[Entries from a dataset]
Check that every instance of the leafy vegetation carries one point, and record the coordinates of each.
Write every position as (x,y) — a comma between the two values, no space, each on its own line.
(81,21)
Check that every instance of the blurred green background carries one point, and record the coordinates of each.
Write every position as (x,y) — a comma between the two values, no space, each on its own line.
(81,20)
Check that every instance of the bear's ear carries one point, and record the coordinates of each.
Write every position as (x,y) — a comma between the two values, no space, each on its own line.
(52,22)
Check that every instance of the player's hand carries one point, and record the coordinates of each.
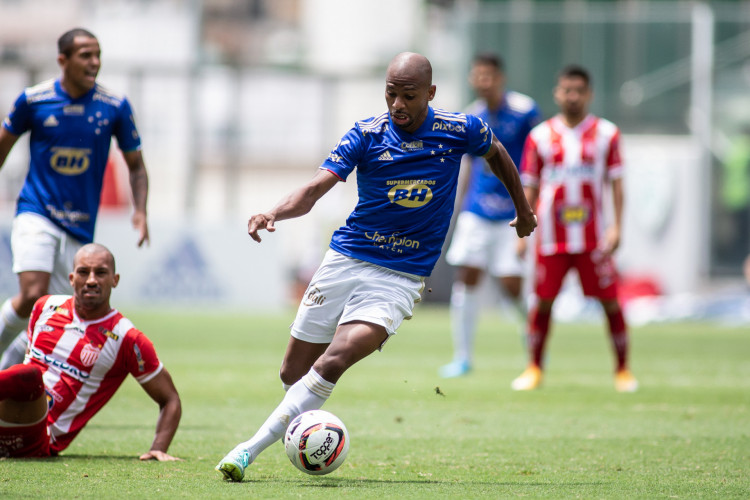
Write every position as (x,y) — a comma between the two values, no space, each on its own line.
(159,456)
(140,224)
(524,225)
(258,222)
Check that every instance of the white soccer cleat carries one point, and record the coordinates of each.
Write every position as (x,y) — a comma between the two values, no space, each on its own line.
(233,465)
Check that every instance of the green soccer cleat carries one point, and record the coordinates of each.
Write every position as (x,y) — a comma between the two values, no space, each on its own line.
(233,465)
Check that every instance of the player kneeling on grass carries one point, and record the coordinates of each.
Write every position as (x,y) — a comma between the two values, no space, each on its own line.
(80,351)
(407,162)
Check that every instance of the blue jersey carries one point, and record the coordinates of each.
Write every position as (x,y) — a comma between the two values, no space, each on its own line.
(406,185)
(69,145)
(486,196)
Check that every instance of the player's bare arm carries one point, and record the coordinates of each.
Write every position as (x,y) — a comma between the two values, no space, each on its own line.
(7,140)
(139,188)
(503,167)
(295,204)
(612,235)
(163,392)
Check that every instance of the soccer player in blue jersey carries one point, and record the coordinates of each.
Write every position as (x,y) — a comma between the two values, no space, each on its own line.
(72,120)
(482,239)
(407,162)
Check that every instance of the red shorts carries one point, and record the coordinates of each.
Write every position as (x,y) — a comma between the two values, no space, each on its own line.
(24,440)
(596,271)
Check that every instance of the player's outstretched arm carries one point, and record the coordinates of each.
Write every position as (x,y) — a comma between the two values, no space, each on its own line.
(139,187)
(503,167)
(162,390)
(7,140)
(295,204)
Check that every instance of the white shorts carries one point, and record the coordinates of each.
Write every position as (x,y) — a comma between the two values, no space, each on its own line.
(485,244)
(345,289)
(39,245)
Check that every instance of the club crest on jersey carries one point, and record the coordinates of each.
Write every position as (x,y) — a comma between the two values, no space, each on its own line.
(89,354)
(51,121)
(410,195)
(70,161)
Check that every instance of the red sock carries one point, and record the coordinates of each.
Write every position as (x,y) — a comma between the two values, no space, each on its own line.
(619,335)
(538,331)
(21,383)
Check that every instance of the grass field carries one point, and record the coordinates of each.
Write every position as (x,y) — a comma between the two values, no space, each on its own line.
(685,434)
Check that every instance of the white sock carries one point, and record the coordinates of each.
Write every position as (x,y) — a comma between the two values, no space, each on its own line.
(309,393)
(16,351)
(10,324)
(464,309)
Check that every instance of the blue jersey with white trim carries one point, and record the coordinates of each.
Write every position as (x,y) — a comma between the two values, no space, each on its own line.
(406,185)
(69,146)
(486,195)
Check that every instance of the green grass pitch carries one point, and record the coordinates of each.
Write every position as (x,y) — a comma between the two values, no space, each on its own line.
(685,434)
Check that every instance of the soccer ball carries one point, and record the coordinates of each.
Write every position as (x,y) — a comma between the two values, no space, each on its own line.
(316,442)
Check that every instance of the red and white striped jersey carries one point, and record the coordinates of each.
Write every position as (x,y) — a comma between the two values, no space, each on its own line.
(83,362)
(570,167)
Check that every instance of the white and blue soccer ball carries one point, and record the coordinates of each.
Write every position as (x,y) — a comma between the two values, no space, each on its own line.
(316,442)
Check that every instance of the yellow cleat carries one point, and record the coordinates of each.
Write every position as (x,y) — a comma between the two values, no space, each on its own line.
(530,379)
(625,381)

Objective >>
Please repeat every entry above word for word, leaving out the pictures.

The reply >>
Check that every instance of the leafy vegetation carries one point, and record the coordinates of each.
Write every position as (x,y) — a comma between the two values, no space, each on its own line.
(81,21)
Check that every instance of the blurred green background carries one point, and record the coordinates of each.
Write every position as (x,y) — a comma between the two values, no space, each on its own line.
(81,20)
Check that every instance of the bear's ear carries one point, and record the coordinates of each.
Write every position as (x,y) — a comma between the two values, no space, each on its own line.
(52,22)
Check that every instance of the player's hand carries one point, and record the coordinates of each.
Write every position as (x,y) — a comma between the two values, no space, each on its own line.
(159,456)
(140,224)
(524,225)
(258,222)
Check that every instance of the white soccer cleat carries one point, and record the coordinates of each.
Write every position as (x,y) — a comma between the two values, no space, each on its own line.
(233,465)
Check that every instance of the green soccer cleat carries one point, and record the coordinates of each.
Write every position as (x,y) — a comma between the two values, no space, each on its own line.
(233,465)
Check that every instance of the player kneeling on grass carries one point, and record the coordinates of each.
Write every position as (x,y) — a comma between the two values, no space, each on its own line.
(80,351)
(407,162)
Check that every instance of the blue jersey carries one point, and record the coordinates of each.
Write every position as (x,y) — a comma between the two values, no space, each on its own line.
(406,185)
(69,145)
(486,196)
Check that every instance of the player's bare arm carries one point, and record the coordinates of each.
Write every position as (x,y) — a comma between the two values, no space, each on its own line.
(7,140)
(139,188)
(503,167)
(295,204)
(612,235)
(163,392)
Check that every instance of the soccer player in blue jersey carries one point, and record the coordinates of each.
Write every position as (x,y) — a comma between the two values, no space, each on its own line.
(72,120)
(482,239)
(407,162)
Check that every instance of the red shorts carries one point, and record the coordinates of each.
Write every position as (x,y) — a comma between the two values, no space, each on its own line.
(24,440)
(596,271)
Check that every instance of the player's outstretched arm carries one point, and record the coordinates of each.
Write every position as (x,y) — a comma between the two values, no space, each on its own line.
(139,187)
(503,167)
(162,390)
(7,140)
(295,204)
Check that every instance of the white shorts carries one point, and record the coordinates of each.
Write every position as (x,y) — a comma between the two values, no space, each on its own line.
(485,244)
(345,289)
(39,245)
Check that every instance of the club crest on jersey carries one point, and record the coordinates of each.
Write every position as (x,y) — a comma between the two values, no space, each on its own line.
(89,354)
(51,121)
(410,195)
(70,161)
Check that every instance of the red sock carries one point, and record the coordinates of each.
Write every position as (x,y) — a comma between the two values, no space, each on its own line.
(619,335)
(538,331)
(21,383)
Check that every instance of the grass field carries one point, and record the coordinates of each.
Write every position as (x,y) — a comma between the two values, no space, each on its own line.
(685,434)
Check that every instance of the white sock carries one point, and record the coordinates of each.
Write every position as (x,y) — a comma between the two values, no space, each on its own line.
(309,393)
(16,351)
(10,324)
(464,309)
Check that every instance of the blue jersey with white trim carries one point, and record the coordinates of each.
Write every position as (x,y) — a comma between the two values, no space, each on its own line.
(406,185)
(69,146)
(486,195)
Check that every instance of the green grass pitch carries one point, and record the coordinates of each.
Write every position as (x,y) — a comma between the two values, no space, each on its own line.
(685,434)
Check that every instance of the soccer ball carries one point, and record the coordinates of each.
Write every position as (x,y) — a comma between the two values, no space, each on its own line.
(316,442)
Check that every instance of the red and white striped jersey carries one point, and record the coordinates of each.
Write every position as (x,y) — a comma between the two values, no space, each on its own line.
(83,362)
(570,167)
Check that every instance of the white and blue soccer ball carries one point, and record the coordinates of each.
Write every position as (x,y) — a comma between the two values, no space, each on its own line.
(316,442)
Check that every instance of the yellow cleat carries one point, and record the coordinates of each.
Write every position as (x,y) — a comma between the two values, no space, each on its own line.
(530,379)
(625,381)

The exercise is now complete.